» Problem requirements
Can you render the rows from the line containing "the brown fur" through the line containing "<point>93,34</point>" as a JSON list of strings, with one string per line and blank lines left out?

» Data to use
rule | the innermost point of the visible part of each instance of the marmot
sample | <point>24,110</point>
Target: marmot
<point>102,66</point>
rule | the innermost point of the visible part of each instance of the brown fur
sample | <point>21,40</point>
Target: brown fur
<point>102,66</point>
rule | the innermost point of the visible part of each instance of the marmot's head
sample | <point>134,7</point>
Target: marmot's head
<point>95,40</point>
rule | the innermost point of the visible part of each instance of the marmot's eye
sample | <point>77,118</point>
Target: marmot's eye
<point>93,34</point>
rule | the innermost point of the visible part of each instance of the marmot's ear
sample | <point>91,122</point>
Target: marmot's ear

==

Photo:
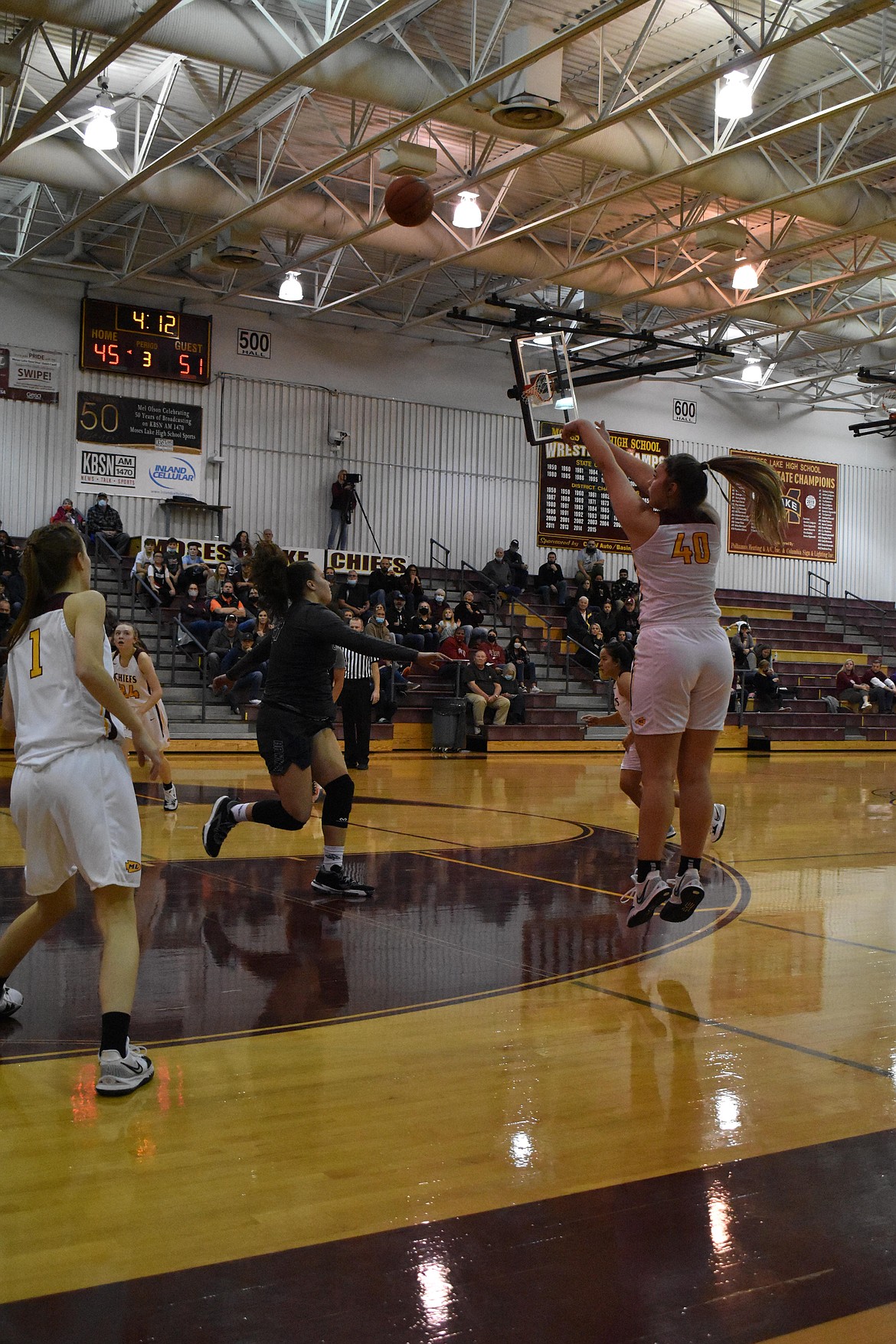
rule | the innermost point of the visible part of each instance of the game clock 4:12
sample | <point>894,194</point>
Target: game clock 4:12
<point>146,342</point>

» Output of the exercise
[
  "rule | the innermost point of the visible part of each instance of the brown fur",
  "sample | <point>21,40</point>",
  "Target: brown fur",
  "<point>102,66</point>",
  "rule | the innermost point of the visible part of each instance of the marmot's head",
  "sample | <point>134,7</point>",
  "Target: marmot's head",
  "<point>95,40</point>",
  "rule | the innermost point of the visible part of each instance of the marmot's eye",
  "sample | <point>77,118</point>",
  "Target: marmot's eye",
  "<point>93,34</point>"
]